### Instructions to follow
Could you output every row from the line containing "Target: dark foreground vegetation" down to the line containing "M 0 143 L 255", both included, as a JSON list of strings with one string per line and blank lines omitted?

════════

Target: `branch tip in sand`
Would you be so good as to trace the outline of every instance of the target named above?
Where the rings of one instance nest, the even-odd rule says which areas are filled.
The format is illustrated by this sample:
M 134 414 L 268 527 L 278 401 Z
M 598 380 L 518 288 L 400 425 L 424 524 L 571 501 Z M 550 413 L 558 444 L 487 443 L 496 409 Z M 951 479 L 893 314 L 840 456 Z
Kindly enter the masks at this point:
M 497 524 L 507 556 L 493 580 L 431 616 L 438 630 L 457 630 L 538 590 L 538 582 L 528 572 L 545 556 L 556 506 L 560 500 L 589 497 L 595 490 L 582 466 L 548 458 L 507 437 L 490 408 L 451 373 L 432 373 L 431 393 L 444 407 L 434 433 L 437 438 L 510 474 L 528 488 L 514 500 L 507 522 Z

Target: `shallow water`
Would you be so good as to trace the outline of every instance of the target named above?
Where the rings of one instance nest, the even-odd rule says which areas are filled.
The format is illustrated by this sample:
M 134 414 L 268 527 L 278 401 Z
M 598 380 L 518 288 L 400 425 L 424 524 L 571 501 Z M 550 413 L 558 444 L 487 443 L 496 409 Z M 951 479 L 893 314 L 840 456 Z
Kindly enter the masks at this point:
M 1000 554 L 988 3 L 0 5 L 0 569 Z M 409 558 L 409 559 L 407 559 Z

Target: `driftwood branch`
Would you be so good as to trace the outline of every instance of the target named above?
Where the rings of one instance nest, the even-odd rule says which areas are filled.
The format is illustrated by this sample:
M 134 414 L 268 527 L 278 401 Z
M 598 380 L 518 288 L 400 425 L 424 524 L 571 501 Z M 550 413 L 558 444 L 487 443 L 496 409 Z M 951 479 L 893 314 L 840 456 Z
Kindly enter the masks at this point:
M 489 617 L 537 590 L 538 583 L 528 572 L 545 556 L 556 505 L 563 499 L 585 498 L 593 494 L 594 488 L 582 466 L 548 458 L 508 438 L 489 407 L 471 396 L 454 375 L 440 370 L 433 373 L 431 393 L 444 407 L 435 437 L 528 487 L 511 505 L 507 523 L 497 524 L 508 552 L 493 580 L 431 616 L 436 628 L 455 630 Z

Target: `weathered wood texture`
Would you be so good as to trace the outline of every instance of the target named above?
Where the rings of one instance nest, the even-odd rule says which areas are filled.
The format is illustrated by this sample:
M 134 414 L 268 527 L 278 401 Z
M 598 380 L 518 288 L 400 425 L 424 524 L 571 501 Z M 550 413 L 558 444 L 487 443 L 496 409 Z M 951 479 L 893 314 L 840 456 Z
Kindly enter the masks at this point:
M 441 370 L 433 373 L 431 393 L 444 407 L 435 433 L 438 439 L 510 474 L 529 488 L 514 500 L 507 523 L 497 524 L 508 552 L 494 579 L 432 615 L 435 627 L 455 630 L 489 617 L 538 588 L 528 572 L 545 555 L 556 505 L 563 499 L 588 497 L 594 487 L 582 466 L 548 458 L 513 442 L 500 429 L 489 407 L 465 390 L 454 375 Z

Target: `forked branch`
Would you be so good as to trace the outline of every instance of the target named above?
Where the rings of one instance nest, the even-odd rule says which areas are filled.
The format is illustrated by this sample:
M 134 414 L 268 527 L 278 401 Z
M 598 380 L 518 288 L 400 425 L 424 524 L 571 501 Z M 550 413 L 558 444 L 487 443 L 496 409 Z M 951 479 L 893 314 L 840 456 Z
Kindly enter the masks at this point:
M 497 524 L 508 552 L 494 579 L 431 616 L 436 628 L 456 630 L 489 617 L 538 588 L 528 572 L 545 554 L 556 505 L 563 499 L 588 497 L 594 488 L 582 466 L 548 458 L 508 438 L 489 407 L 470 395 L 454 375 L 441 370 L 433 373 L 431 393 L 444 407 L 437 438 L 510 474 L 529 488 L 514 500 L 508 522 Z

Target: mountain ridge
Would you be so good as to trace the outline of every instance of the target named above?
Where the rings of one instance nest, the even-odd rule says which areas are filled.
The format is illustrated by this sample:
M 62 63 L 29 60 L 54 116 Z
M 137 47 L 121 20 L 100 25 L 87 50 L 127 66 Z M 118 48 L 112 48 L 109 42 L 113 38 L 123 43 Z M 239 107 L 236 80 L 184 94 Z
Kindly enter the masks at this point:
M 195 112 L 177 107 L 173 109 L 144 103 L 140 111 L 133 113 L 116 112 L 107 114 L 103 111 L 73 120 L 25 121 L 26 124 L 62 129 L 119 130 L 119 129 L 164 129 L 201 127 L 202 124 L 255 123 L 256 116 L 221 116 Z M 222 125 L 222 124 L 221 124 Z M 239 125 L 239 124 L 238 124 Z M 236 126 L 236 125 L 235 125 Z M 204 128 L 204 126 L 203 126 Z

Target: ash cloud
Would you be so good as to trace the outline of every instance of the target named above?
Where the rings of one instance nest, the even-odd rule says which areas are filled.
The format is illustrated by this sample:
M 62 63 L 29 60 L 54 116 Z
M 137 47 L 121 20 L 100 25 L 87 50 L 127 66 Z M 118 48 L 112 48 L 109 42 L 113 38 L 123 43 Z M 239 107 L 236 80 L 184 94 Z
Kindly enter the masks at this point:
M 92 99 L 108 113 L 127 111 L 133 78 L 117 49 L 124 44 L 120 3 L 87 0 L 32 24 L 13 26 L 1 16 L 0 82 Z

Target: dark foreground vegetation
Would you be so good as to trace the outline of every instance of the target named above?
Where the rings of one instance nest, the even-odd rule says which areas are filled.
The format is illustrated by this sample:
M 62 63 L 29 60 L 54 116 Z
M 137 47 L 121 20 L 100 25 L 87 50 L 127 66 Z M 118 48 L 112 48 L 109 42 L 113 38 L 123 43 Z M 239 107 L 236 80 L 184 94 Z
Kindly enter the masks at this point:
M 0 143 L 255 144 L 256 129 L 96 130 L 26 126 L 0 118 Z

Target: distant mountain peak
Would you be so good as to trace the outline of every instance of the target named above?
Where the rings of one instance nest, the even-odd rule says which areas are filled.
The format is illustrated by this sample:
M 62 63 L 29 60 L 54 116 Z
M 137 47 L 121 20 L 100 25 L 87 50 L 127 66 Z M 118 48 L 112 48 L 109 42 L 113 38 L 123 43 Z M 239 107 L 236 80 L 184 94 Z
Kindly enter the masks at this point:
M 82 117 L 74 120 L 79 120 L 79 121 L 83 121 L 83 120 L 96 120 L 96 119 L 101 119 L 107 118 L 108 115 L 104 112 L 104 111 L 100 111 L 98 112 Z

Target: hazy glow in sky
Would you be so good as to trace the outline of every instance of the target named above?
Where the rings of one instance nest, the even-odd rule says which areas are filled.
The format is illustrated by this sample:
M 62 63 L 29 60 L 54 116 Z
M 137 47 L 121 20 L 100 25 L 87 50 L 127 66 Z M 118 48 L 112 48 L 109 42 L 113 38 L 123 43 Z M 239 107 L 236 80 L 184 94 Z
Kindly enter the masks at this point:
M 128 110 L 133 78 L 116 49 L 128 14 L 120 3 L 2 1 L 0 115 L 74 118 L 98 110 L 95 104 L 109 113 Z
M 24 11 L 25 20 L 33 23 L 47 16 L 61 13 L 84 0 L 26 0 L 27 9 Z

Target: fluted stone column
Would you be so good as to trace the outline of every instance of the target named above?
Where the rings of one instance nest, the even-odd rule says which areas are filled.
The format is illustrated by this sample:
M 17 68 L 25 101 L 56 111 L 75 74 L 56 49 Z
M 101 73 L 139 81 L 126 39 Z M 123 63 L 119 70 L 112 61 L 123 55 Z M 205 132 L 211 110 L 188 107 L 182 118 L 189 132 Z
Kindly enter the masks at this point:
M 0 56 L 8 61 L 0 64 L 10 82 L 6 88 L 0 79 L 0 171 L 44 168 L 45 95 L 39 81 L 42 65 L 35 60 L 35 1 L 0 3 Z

════════

### Reply to the exercise
[
  "Target: dark foreground vegetation",
  "Would you be so good as to trace the outline of every instance of the target named above?",
  "Where the rings of one instance nest, the even-odd rule says which areas are filled.",
  "The format is illustrated by this sample:",
  "M 62 63 L 29 60 L 54 116 Z",
  "M 137 47 L 121 20 L 100 25 L 87 50 L 127 66 Z M 118 48 L 112 48 L 109 42 L 113 38 L 123 43 Z M 239 107 L 236 80 L 184 94 Z",
  "Kindly enter the masks at this point:",
  "M 0 143 L 255 144 L 256 129 L 96 130 L 26 126 L 0 118 Z"
]